> [WHAT THIS TASK INVOLVES]: Output the full set of records exactly.

> [DATA FOR ANALYSIS]:

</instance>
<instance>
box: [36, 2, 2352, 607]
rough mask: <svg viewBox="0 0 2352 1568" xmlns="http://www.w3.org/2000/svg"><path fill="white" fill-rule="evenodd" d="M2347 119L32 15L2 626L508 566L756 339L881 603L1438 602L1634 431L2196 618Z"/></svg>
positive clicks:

> [WRITTEN SOLUTION]:
</instance>
<instance>
box: [36, 2, 2352, 607]
rough mask: <svg viewBox="0 0 2352 1568" xmlns="http://www.w3.org/2000/svg"><path fill="white" fill-rule="evenodd" d="M2347 119L32 15L2 626L508 566L756 339L881 603L1438 602L1634 431L2196 618Z"/></svg>
positive clicks:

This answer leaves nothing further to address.